Picture annotation entries:

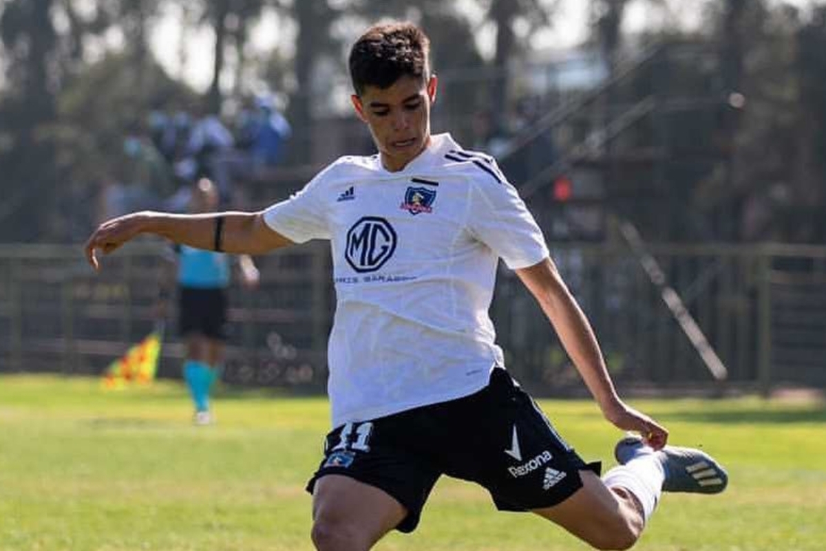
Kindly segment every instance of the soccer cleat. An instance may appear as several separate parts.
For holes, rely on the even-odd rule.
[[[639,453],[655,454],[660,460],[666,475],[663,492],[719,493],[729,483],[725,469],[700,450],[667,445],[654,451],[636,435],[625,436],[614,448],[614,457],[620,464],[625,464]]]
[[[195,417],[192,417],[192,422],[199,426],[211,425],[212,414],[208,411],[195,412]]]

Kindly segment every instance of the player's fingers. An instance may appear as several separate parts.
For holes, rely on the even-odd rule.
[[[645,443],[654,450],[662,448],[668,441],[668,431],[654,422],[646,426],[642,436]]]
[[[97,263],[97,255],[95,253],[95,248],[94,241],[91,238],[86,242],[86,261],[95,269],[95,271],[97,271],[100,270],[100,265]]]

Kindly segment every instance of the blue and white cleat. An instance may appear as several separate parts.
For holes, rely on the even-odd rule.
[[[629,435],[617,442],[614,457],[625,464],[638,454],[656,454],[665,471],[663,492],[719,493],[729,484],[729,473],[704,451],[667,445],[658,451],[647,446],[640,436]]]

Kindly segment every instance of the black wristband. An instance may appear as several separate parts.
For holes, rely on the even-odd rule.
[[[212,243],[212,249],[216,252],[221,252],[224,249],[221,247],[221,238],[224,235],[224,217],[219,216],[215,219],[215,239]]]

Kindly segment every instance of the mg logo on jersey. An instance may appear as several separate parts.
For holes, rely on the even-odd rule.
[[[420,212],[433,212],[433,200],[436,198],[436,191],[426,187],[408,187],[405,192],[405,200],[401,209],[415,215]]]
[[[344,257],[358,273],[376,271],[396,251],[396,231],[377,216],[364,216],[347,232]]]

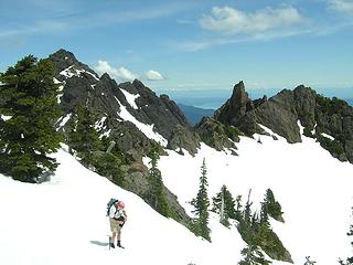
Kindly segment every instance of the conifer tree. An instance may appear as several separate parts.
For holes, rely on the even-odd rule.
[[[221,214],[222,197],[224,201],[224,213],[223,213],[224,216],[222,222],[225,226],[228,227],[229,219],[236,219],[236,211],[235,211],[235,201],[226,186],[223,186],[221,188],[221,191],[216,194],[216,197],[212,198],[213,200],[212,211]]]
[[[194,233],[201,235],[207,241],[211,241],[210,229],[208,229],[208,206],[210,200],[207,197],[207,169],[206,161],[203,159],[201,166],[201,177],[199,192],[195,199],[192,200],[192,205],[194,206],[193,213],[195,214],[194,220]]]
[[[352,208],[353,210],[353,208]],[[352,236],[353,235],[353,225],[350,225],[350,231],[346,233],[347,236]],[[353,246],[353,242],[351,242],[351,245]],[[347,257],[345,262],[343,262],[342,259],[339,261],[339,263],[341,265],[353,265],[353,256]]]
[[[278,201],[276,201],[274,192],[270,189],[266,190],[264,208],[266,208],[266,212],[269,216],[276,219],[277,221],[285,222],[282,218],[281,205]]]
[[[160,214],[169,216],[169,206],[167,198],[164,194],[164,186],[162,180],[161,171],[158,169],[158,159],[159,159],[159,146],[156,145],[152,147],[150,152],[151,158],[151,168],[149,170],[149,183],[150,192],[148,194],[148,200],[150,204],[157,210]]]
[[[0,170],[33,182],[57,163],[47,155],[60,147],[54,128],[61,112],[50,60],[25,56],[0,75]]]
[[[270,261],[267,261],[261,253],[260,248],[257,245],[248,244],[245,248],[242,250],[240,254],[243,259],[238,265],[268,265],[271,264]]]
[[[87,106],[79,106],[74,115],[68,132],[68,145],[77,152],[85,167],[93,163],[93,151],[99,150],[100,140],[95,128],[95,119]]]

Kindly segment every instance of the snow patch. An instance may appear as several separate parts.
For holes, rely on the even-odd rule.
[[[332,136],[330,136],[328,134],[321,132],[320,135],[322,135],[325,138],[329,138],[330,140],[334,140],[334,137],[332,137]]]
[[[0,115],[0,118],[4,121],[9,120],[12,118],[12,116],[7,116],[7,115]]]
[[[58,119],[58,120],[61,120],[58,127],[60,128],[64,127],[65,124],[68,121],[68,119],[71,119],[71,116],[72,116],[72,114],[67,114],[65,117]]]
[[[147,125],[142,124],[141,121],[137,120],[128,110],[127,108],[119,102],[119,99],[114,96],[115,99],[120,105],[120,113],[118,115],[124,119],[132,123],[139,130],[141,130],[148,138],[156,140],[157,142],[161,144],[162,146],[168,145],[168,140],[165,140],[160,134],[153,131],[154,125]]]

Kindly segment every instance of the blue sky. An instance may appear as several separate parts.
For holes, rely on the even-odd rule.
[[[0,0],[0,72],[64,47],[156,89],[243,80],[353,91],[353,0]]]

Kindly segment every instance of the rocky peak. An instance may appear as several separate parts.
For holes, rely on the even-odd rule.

*Request*. Every line from the one containing "Kindly segment every instance of the blue sky." through the end of the data must be repeated exactly, and no other line.

*Answer for this exercise*.
Kindly segment every instance of the blue sky. An instance may appear as several separate parts.
For holes, rely on the even-odd rule.
[[[0,0],[0,72],[64,47],[156,89],[243,80],[353,91],[353,0]]]

Kindly segment every instance of the rocky peak. An instance may appear as several separate parts.
For holes, rely on the even-odd rule.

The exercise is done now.